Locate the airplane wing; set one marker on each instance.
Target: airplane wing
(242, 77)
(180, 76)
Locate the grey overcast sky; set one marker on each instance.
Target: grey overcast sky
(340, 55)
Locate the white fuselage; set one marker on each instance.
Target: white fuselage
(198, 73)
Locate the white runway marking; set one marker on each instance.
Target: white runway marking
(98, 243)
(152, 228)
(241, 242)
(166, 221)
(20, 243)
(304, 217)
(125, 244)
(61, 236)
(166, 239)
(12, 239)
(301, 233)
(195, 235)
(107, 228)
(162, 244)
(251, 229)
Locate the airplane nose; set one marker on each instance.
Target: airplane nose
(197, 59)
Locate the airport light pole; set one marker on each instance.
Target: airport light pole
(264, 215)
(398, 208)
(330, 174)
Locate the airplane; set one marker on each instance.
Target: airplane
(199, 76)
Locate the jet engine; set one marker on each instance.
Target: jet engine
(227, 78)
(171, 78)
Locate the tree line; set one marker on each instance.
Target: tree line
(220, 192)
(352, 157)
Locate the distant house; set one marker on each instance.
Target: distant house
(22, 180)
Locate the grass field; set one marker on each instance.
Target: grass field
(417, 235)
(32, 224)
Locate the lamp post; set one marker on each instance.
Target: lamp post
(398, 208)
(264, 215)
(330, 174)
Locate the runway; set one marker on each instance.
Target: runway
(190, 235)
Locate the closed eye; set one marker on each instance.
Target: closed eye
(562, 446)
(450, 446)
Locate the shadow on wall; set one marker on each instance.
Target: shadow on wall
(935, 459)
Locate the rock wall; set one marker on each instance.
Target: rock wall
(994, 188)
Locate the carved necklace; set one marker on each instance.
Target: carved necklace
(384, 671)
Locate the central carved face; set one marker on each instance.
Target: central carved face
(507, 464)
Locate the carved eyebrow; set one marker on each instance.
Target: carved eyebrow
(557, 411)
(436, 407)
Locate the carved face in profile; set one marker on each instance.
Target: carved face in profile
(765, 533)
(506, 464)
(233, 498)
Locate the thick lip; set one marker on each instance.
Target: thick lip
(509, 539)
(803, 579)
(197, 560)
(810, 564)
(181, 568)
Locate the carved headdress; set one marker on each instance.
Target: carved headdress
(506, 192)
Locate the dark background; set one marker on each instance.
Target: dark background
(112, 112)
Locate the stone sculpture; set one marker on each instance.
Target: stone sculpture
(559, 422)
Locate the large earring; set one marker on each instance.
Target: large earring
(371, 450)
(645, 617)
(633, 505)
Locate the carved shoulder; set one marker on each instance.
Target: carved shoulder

□ □ □ □ □ □ □

Task objective
Please give back all of the records exactly as written.

Exercise result
Locate the airplane wing; set one marker on each instance.
Target: airplane wing
(242, 77)
(180, 76)
Locate the grey overcast sky; set one marker on each instance.
Target: grey overcast sky
(340, 55)
Locate the white fuselage; set one marker on each instance.
Target: white fuselage
(198, 73)
Locate the white runway marking; set one marker on each instance.
Target: white runway marking
(98, 243)
(152, 228)
(241, 242)
(166, 221)
(20, 243)
(304, 217)
(125, 244)
(61, 236)
(166, 239)
(12, 239)
(301, 233)
(195, 235)
(107, 228)
(162, 244)
(251, 229)
Locate the airplane nose; set one marker on each instance.
Target: airplane nose
(197, 59)
Locate the airport light pole; set one marker on each instance.
Target: airport light pole
(264, 215)
(398, 208)
(330, 174)
Locate the airplane; set one marker on each instance.
Target: airplane
(199, 76)
Locate the jet engine; set one marker on each instance.
Target: jet engine
(227, 78)
(171, 78)
Locate the tree line; set one marker on each instance.
Target: tree line
(220, 192)
(352, 157)
Locate the distant house; set one marker on each instance.
Target: distant house
(22, 180)
Locate the grass field; set one marker on each instance.
Target: grass field
(417, 235)
(32, 224)
Locate the lamp post; set one marker on each instance.
Target: lamp post
(398, 208)
(264, 215)
(330, 174)
Locate the runway; set one marker on each instance.
Target: runway
(190, 235)
Locate the closed eye; set one marker on each instance.
Target: closed eye
(562, 446)
(450, 446)
Locate the shadow on wall; set one marker on each instance.
Target: shadow on wall
(935, 459)
Locate the rock wall; set one marker on each instance.
Target: rock wall
(994, 188)
Locate the carved necklace; set one marker on each instance.
Target: carved necklace
(384, 671)
Locate the central carved face; set one marker on each instance.
Target: central carved face
(507, 464)
Locate the carved eyebrow; set one marker on each instance.
Target: carved eyebrow
(557, 411)
(436, 407)
Locate the carved face in profile; set one marker on each instance.
Target: carved face in profile
(765, 533)
(506, 464)
(233, 498)
Locate the thick lip; set one marker on each instance.
Target: thick lip
(509, 539)
(803, 579)
(197, 560)
(810, 564)
(181, 568)
Locate the carved headdress; set one marker on each instance.
Target: carved headdress
(506, 192)
Locate the dark background; set one marker on each instance.
Target: dark background
(112, 112)
Locate the stone sculpture; set one marker on each instance.
Target: stone sculpture
(559, 422)
Locate the large earring; set one marker on each instance.
Target: large earring
(371, 450)
(645, 617)
(633, 505)
Locate the carved shoulder; set one marker on each instance.
Target: carved shoulder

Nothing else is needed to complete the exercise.